#### [GOAL OF THE EXERCISE]
Produce an exact copy of the lines from the line containing "tree shadow, find" through the last line of the listing below, both ends included, and nothing else.

#### [RECORDS SHOWN]
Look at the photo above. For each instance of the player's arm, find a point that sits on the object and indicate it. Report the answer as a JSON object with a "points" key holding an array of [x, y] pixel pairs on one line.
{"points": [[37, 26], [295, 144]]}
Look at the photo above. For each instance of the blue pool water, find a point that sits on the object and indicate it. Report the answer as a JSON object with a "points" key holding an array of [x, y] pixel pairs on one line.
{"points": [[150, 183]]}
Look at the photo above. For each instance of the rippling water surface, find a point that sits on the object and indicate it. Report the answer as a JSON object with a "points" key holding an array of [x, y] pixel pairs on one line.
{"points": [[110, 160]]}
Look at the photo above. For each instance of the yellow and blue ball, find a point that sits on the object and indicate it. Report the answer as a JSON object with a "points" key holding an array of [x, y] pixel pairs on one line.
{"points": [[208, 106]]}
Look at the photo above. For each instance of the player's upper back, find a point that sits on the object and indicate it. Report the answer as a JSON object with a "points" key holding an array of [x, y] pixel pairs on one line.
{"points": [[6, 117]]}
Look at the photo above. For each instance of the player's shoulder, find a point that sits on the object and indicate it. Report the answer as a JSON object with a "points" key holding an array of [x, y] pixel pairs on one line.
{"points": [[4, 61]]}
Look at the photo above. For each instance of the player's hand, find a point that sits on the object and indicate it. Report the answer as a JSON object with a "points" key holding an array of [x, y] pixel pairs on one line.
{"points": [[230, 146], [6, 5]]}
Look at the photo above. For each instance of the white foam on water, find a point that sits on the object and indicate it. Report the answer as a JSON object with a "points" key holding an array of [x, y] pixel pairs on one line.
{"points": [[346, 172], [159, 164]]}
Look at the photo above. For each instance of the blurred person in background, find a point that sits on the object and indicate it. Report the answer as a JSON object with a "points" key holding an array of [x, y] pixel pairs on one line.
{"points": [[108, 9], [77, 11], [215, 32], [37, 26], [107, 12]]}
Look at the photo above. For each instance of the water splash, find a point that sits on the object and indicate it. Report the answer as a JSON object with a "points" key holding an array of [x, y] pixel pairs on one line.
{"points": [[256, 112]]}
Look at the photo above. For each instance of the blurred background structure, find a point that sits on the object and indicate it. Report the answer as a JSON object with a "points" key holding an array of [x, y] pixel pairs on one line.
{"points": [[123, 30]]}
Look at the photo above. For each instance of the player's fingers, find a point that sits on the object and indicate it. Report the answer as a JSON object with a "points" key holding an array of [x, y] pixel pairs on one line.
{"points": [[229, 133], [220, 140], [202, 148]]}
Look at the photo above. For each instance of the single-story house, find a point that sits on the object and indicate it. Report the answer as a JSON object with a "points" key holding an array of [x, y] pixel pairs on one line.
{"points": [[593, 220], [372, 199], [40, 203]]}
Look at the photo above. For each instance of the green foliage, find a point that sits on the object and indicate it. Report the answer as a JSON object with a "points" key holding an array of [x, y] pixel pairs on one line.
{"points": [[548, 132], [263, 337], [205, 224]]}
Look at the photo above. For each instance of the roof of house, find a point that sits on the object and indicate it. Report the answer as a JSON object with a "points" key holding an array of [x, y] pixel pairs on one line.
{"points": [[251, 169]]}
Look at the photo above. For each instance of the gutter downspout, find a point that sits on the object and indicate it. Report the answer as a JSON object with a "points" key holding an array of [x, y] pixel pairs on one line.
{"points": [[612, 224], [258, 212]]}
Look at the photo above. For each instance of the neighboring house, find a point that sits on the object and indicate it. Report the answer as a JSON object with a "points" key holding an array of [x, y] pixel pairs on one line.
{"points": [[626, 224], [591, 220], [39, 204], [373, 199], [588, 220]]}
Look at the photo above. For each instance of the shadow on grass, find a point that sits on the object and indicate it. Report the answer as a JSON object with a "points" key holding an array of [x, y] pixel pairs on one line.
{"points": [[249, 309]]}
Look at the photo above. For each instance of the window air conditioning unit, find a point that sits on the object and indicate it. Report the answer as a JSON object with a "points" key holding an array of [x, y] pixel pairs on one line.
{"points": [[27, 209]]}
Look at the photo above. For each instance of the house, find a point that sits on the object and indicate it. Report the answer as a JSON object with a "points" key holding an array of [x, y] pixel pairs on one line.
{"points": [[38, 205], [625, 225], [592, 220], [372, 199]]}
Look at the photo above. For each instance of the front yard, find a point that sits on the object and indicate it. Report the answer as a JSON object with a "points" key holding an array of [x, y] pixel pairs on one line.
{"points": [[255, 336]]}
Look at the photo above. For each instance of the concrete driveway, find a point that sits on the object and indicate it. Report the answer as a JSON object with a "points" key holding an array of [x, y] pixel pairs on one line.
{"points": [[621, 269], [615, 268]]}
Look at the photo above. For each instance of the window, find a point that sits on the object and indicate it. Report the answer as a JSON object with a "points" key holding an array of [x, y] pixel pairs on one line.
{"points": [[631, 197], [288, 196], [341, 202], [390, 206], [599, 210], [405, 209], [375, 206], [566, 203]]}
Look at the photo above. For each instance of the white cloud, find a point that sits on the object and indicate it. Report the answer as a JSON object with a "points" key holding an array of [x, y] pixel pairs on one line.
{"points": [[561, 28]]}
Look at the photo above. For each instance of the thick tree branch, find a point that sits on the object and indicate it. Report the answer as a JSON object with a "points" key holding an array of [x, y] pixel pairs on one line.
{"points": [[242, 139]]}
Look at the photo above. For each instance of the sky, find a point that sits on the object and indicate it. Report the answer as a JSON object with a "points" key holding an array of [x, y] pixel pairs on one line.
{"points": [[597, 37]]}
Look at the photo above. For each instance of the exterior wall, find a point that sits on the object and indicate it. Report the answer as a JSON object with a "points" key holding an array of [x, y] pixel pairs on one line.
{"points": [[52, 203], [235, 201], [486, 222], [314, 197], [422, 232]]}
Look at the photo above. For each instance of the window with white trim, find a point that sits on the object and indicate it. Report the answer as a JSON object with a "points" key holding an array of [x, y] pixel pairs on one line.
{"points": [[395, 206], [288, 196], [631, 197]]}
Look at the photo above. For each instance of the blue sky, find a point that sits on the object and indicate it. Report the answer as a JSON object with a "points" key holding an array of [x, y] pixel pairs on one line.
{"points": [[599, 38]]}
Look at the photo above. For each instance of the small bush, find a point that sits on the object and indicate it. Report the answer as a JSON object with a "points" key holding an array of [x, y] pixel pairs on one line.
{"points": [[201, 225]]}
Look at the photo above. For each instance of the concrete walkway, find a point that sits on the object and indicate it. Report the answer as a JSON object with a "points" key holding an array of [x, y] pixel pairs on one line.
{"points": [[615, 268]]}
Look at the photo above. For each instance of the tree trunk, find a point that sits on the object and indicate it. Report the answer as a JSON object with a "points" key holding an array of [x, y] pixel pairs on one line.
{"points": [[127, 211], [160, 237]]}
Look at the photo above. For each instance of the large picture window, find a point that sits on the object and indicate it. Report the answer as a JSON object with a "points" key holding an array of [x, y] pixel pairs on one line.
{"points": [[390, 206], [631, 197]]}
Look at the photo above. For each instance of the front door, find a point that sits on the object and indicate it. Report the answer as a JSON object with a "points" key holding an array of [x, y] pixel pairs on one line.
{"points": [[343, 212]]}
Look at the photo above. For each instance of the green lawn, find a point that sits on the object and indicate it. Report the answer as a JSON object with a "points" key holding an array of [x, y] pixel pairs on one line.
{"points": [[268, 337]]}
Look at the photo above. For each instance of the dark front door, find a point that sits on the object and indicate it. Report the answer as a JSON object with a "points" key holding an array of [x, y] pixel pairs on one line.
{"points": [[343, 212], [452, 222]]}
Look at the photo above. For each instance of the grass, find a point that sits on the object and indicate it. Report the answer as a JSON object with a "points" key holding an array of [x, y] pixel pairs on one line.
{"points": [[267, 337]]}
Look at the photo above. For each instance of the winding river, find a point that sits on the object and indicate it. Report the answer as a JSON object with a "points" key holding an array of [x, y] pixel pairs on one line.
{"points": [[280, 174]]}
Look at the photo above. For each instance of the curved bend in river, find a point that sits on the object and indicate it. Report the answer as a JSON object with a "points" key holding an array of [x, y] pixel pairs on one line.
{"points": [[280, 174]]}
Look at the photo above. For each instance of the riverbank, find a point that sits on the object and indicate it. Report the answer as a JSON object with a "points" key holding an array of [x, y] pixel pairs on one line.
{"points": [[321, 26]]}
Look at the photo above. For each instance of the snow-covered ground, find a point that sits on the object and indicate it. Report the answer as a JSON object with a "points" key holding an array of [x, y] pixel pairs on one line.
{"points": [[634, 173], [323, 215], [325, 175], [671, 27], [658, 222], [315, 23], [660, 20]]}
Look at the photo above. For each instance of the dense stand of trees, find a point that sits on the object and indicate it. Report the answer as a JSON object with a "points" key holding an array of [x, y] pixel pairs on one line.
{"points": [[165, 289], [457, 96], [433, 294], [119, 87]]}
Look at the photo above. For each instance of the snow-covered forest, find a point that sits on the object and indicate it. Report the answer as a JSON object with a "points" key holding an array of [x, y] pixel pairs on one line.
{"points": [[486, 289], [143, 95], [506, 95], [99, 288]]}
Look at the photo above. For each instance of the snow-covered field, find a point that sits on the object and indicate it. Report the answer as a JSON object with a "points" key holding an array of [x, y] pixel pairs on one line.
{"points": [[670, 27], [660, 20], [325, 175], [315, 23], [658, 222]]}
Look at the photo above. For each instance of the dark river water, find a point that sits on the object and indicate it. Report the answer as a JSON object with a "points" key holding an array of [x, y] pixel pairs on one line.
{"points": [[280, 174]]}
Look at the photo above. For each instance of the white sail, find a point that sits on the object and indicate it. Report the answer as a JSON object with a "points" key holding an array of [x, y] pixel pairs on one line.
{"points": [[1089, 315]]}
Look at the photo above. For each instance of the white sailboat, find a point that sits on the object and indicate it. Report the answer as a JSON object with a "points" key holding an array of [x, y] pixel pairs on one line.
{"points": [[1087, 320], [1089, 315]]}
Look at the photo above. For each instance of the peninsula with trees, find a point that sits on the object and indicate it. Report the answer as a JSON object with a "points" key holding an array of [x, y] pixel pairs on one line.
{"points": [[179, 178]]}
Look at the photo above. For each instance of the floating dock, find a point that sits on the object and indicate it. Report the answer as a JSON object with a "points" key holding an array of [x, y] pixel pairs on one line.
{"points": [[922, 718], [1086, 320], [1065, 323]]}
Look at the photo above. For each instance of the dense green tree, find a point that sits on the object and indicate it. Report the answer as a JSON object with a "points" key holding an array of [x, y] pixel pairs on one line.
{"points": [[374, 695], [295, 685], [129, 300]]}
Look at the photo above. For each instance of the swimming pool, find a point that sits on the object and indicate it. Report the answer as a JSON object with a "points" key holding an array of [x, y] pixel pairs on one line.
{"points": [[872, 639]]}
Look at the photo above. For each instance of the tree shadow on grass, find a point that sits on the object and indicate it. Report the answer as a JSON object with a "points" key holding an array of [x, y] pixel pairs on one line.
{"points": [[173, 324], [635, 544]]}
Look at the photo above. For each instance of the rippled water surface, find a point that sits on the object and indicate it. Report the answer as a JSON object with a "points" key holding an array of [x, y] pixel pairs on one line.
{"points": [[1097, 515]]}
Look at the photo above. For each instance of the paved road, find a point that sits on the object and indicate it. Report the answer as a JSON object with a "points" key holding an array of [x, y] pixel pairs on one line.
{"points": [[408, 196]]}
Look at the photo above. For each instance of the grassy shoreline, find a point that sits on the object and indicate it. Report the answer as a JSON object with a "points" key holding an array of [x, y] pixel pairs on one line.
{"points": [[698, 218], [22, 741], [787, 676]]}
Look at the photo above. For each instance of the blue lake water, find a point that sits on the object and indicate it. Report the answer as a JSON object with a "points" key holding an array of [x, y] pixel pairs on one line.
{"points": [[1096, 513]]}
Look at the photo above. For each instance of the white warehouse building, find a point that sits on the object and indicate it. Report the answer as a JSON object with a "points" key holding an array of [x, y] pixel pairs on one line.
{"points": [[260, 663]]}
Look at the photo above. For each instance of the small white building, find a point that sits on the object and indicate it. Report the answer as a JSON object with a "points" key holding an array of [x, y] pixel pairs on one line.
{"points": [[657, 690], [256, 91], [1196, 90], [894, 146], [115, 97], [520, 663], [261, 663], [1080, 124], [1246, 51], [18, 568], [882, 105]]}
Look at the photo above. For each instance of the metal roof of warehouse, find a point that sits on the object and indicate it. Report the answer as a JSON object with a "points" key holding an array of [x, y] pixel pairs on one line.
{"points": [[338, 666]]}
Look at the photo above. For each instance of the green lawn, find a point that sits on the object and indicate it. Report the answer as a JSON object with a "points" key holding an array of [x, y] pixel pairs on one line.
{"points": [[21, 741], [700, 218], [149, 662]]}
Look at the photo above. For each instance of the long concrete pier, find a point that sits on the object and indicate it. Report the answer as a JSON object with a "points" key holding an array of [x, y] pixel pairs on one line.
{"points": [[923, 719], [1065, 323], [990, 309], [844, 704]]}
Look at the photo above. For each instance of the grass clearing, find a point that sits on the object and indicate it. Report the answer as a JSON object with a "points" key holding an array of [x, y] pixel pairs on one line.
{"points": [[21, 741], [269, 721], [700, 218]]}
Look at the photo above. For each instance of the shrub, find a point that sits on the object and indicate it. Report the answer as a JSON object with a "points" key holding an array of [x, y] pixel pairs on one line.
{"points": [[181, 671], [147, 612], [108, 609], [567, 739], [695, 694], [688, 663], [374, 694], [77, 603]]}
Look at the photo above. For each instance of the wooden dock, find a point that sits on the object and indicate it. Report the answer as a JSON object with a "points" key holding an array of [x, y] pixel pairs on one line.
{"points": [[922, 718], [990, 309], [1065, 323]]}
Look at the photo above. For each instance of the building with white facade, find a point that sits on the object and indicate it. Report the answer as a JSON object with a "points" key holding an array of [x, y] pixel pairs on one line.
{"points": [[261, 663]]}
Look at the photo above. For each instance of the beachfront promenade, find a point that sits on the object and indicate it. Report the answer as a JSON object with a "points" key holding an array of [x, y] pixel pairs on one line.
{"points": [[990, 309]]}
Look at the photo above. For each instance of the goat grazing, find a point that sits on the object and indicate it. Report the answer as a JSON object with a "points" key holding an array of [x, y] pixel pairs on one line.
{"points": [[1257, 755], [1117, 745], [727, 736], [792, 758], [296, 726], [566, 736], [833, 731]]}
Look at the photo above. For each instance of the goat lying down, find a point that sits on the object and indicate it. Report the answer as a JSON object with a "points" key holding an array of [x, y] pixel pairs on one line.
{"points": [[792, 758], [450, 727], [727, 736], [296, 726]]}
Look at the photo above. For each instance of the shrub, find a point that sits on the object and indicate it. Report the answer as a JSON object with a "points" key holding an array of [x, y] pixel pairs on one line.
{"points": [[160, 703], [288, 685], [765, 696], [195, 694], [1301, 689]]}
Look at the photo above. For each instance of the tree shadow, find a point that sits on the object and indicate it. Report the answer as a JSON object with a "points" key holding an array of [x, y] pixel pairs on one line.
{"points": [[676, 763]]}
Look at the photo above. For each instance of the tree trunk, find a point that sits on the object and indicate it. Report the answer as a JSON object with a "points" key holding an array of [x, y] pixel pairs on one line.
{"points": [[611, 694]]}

#### [RESPONSE TO THE TASK]
Look at the photo above. For each instance of the tree shadow, find a point that sits on the object and indicate it. Report the answer as a JSON object with a "points" key holding an array of [x, y] pixel pairs on one line.
{"points": [[676, 763]]}
Look at the photo above. For each instance of the tree trunk, find a point that sits on the object and indicate it. Report the answer as a JSON object with a "points" key holding an array of [x, y] pixel pairs on one line.
{"points": [[611, 694]]}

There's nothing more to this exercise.